Scanning for Unicode Numbers in a string with \d - ruby

According to the Oniguruma documentation, the \d character type matches:
decimal digit char
Unicode: General_Category -- Decimal_Number
However, scanning for \d in a string with all the Decimal_Number characters results in only latin 0-9 digits being matched:
#encoding: utf-8
require 'open-uri'
html = open("http://www.fileformat.info/info/unicode/category/Nd/list.htm").read
digits = html.scan(/U\+([\da-f]{4})/i).flatten.map{ |s| s.to_i(16) }.pack('U*')
puts digits.encoding, digits
#=> UTF-8
#=> 0123456789٠١٢٣٤٥٦٧٨٩۰۱۲۳۴۵۶۷۸۹߀߁߂߃߄߅߆߇߈߉०१२३४५६७८९০১২৩৪৫৬৭৮৯੦੧੨…
p RUBY_DESCRIPTION, digits.scan(/\d/)
#=> "ruby 1.9.2p180 (2011-02-18) [i386-mingw32]"
#=> ["0", "1", "2", "3", "4", "5", "6", "7", "8", "9"]
Am I misreading the documentation? Why doesn't \d match other Unicode numerals, and/or is there a way to make it do so?

Noted by Brian Candler on ruby-talk:
\w only matches ASCII letters and digits, while [[:alpha:]] matches the full set of Unicode letters.
\d only matches ASCII digits, while [[:digit:]] matches the full set of Unicode numbers.

____

- Work to complete:
[a] Translate this sentence from the Ruby regex thread into Spanish: "\w only matches ASCII letters and digits, while [[:alpha:]] matches the full set of Unicode letters."
[b] Reproduce everything in the Ruby regex thread from "According to the" down to "p RUBY_DESCRIPTION, digits.scan(/\d/)", switching "digits" to "numerals" throughout.
[c] Proceed with the Ruby regex thread, picking up after its final sentence.

____

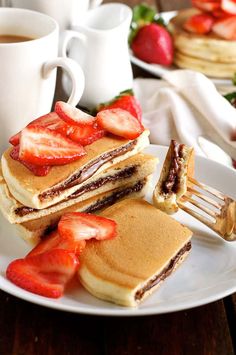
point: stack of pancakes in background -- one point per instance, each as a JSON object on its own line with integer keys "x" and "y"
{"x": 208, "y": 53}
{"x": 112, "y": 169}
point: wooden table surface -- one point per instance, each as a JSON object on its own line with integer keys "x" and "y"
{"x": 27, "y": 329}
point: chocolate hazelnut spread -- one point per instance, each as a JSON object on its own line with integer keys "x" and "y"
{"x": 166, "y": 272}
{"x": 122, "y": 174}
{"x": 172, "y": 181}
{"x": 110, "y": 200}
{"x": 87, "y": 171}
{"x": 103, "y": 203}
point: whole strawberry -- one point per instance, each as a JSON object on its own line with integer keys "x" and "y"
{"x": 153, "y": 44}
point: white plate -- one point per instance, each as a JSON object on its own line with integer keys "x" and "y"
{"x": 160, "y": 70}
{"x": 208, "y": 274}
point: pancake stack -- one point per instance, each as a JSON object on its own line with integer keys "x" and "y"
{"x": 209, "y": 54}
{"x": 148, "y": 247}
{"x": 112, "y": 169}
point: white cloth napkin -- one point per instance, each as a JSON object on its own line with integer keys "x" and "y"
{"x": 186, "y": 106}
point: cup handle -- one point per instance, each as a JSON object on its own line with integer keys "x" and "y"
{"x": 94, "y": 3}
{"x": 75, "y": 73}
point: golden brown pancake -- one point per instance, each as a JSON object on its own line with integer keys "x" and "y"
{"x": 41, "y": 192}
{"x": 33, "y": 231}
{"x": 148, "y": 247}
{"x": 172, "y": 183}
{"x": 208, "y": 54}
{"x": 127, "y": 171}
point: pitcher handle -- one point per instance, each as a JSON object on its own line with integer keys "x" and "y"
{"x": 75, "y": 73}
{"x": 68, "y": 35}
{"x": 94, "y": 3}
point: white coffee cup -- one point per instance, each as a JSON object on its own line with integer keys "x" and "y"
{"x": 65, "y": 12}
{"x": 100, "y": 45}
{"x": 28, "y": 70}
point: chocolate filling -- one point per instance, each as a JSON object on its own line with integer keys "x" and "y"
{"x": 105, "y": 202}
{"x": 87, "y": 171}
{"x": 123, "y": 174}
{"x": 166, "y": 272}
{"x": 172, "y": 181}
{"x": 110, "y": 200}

____

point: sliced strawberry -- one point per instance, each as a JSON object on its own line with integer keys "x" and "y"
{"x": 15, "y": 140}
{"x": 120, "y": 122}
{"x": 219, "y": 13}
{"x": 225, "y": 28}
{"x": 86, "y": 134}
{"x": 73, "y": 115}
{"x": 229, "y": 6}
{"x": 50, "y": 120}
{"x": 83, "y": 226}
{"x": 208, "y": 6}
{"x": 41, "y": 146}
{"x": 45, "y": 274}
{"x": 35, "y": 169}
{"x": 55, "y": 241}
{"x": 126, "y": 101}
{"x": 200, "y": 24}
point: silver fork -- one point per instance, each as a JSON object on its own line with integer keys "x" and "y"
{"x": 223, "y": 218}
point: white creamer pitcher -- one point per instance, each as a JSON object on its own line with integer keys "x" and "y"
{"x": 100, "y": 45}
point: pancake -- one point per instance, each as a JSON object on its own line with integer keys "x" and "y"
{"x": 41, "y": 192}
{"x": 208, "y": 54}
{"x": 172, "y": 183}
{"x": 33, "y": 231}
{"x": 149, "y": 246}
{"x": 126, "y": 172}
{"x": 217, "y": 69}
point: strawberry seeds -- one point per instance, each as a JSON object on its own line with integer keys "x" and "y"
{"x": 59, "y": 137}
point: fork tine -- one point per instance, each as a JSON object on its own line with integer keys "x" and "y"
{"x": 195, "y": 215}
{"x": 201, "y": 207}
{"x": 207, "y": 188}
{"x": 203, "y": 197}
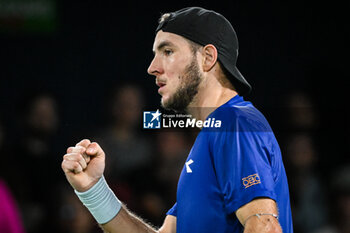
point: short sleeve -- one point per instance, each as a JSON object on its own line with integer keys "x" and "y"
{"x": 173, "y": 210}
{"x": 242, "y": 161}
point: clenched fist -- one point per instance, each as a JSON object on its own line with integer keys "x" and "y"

____

- Outputs by task:
[a] \w solo coincide con letras y dígitos ASCII, mientras que [[:alpha:]] coincide con el conjunto completo de letras Unicode.

[b]
According to the Oniguruma documentation, the \d character type matches:
decimal digit char
Unicode: General_Category -- Decimal_Number
However, scanning for \d in a string with all the Decimal_Number characters results in only latin 0-9 numerals being matched:
#encoding: utf-8
require 'open-uri'
html = open("http://www.fileformat.info/info/unicode/category/Nd/list.htm").read
numerals = html.scan(/U\+([\da-f]{4})/i).flatten.map{ |s| s.to_i(16) }.pack('U*')
puts numerals.encoding, numerals
#=> UTF-8
#=> 0123456789٠١٢٣٤٥٦٧٨٩۰۱۲۳۴۵۶۷۸۹߀߁߂߃߄߅߆߇߈߉०१२३४५६७८९০১২৩৪৫৬৭৮৯੦੧੨…
p RUBY_DESCRIPTION, numerals.scan(/\d/)

[c]
The behavior is thus 'consistent', and we have a simple workaround for Unicode numbers. Reading up on \w in the same Oniguruma doc we see the text:
\w word character
Not Unicode: alphanumeric, "_" and multibyte char.
Unicode: General_Category -- (Letter|Mark|Number|Connector_Punctuation)
In light of the real behavior of Ruby and the "Not Unicode" text above, it would appear that the documentation is describing two modes—a Unicode mode and a Not Unicode mode—and that Ruby is operating in the Not Unicode mode.
This would explain why \d does not match the full Unicode set: although the Oniguruma documentation fails to describe exactly what is matched when in Not Unicode mode, we now know that the behavior documented as "Unicode" is not to be expected.
p "abç".scan(/\w/), "abç".scan(/[[:alpha:]]/)
#=> ["a", "b"]
#=> ["a", "b", "\u00E7"]
It is left as an exercise to the reader to discover how (if at all) to enable Unicode mode in Ruby regexps, as the /u flag (e.g. /\w/u) does not do it. (Perhaps Ruby must be recompiled with a special flag for Oniguruma.)
Update: It would appear that the Oniguruma document I have linked to is not accurate for Ruby 1.9. See this ticket discussion, including these posts:
[Yui NARUSE] "RE.txt is for original Oniguruma, not for Ruby 1.9's regexp. We may need our own document."
[Matz] "Our Oniguruma is forked one. The original Oniguruma found in geocities.jp has not been changed."
Better Reference: Here is official documentation on Ruby 1.9's regexp syntax:
https://github.com/ruby/ruby/blob/trunk/doc/re.rdoc

Try the Unicode character class \p{N} instead. That matches all Unicode digits. No idea why \d isn't working.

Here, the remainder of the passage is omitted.